» Position identification rows
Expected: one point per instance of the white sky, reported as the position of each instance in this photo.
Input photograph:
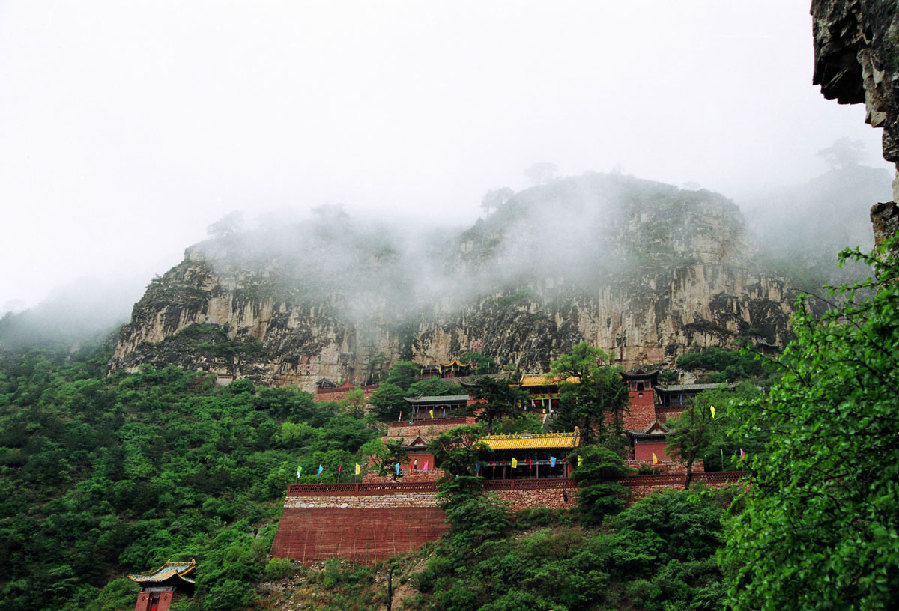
(126, 128)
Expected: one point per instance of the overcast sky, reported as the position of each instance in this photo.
(126, 128)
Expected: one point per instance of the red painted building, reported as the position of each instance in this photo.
(159, 588)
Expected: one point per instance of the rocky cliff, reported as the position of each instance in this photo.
(640, 269)
(857, 61)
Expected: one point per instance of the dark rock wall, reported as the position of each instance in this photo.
(857, 61)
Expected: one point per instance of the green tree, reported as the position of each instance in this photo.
(600, 493)
(388, 401)
(503, 401)
(387, 456)
(596, 403)
(696, 429)
(820, 528)
(403, 374)
(456, 451)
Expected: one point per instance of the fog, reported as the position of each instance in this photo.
(127, 129)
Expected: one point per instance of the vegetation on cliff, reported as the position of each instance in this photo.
(821, 523)
(103, 476)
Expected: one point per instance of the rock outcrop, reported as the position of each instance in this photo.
(857, 61)
(640, 269)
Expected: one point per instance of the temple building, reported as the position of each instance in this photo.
(544, 391)
(159, 588)
(528, 455)
(453, 369)
(437, 406)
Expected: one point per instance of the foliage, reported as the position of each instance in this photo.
(482, 363)
(503, 401)
(403, 374)
(727, 365)
(594, 404)
(432, 387)
(386, 456)
(820, 527)
(600, 495)
(657, 554)
(101, 476)
(456, 451)
(388, 400)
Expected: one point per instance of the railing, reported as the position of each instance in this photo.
(379, 488)
(368, 488)
(552, 483)
(674, 479)
(425, 420)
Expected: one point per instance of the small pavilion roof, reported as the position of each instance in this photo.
(527, 441)
(547, 380)
(167, 571)
(690, 387)
(438, 399)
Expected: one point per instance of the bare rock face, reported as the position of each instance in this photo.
(642, 270)
(857, 61)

» Written instruction
Lay out all of the rows above as a numbered list, skipping any blank lines. Leave the picture out of your answer.

» Solution to the exercise
1. Expected: one point per instance of the white sky, reported as the position of each instance in this photo.
2. Input photograph:
3. (126, 128)
4. Expected: one point per instance of the overcast sky, reported as the position of each instance in this photo.
5. (126, 128)
6. Expected: one point per instance of the red painted building, reported as the position of each instance in this photo.
7. (159, 588)
8. Expected: one point per instance of the rocky cliff, reported as the position of each instance in this photo.
9. (640, 269)
10. (857, 61)
11. Expected: one point per instance of the dark rock wall, reported as the position of each instance in this photo.
12. (857, 61)
13. Expected: one point per instance of the green tree, reported as the position of each instance in this photo.
14. (600, 493)
15. (388, 401)
16. (503, 401)
17. (387, 456)
18. (596, 403)
19. (696, 429)
20. (820, 528)
21. (403, 374)
22. (456, 451)
23. Expected: one point per instance of the fog, reported as the position of each instance in this photo.
24. (127, 129)
25. Expected: one point per instance of the vegetation on cliff, reported as the position of each instance in this photo.
26. (821, 523)
27. (103, 476)
28. Expected: one point per instance of the rock outcrop, reported as the position of each instance in this photo.
29. (857, 61)
30. (640, 269)
31. Expected: one point per instance of the temple building, reported as the position of each instance in this photo.
32. (544, 391)
33. (159, 588)
34. (528, 455)
35. (453, 369)
36. (437, 406)
37. Expected: one point per instance of the foliage, reported as the position of each instance in this photo.
38. (482, 363)
39. (503, 401)
40. (403, 374)
41. (727, 365)
42. (594, 404)
43. (432, 387)
44. (386, 456)
45. (820, 527)
46. (600, 495)
47. (657, 554)
48. (101, 476)
49. (456, 451)
50. (388, 400)
51. Expected: one point per instance of the railing, reported as the position of each instance in this photo.
52. (379, 488)
53. (368, 488)
54. (552, 483)
55. (674, 479)
56. (425, 420)
57. Expected: one point per instance of the small pavilion roof, reported as the position of each instance in this photo.
58. (527, 441)
59. (547, 380)
60. (167, 571)
61. (690, 387)
62. (438, 399)
63. Expected: one point per instance of the bare rock face, reported as the position of each instance in this photo.
64. (642, 270)
65. (857, 61)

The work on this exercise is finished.